Natural language region descriptions:
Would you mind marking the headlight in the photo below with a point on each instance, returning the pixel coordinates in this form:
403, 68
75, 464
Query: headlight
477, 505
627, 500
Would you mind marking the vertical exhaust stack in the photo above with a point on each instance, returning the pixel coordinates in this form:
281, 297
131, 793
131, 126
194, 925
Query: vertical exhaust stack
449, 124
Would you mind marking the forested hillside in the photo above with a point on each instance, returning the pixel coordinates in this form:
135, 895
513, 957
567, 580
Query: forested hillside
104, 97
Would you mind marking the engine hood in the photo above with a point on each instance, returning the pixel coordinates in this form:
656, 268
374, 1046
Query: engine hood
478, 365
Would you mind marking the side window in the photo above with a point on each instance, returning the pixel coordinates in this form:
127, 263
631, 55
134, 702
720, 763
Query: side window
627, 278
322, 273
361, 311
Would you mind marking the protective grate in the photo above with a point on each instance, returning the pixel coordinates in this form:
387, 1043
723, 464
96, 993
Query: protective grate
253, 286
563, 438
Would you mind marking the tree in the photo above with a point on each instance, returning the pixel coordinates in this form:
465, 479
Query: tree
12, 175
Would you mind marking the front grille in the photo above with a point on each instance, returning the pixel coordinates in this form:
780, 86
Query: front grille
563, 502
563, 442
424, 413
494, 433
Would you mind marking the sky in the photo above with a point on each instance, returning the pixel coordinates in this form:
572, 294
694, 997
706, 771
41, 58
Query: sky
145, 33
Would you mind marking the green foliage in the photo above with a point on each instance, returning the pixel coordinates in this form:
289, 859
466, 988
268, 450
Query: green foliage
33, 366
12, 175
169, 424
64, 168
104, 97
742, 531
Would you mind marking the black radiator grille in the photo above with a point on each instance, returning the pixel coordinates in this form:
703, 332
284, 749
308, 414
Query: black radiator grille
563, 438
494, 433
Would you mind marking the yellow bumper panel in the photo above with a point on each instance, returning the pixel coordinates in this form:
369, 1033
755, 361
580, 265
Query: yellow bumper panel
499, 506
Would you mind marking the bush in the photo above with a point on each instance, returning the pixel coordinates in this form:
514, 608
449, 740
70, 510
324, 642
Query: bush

▶ **Exercise details**: Which lines of the entries above contain the word "bush"? Copy each of them.

▶ **Reply**:
Would you mind marking the bush in the photo above with a point on each instance, returning the pixel coordinates in this form:
Query: bush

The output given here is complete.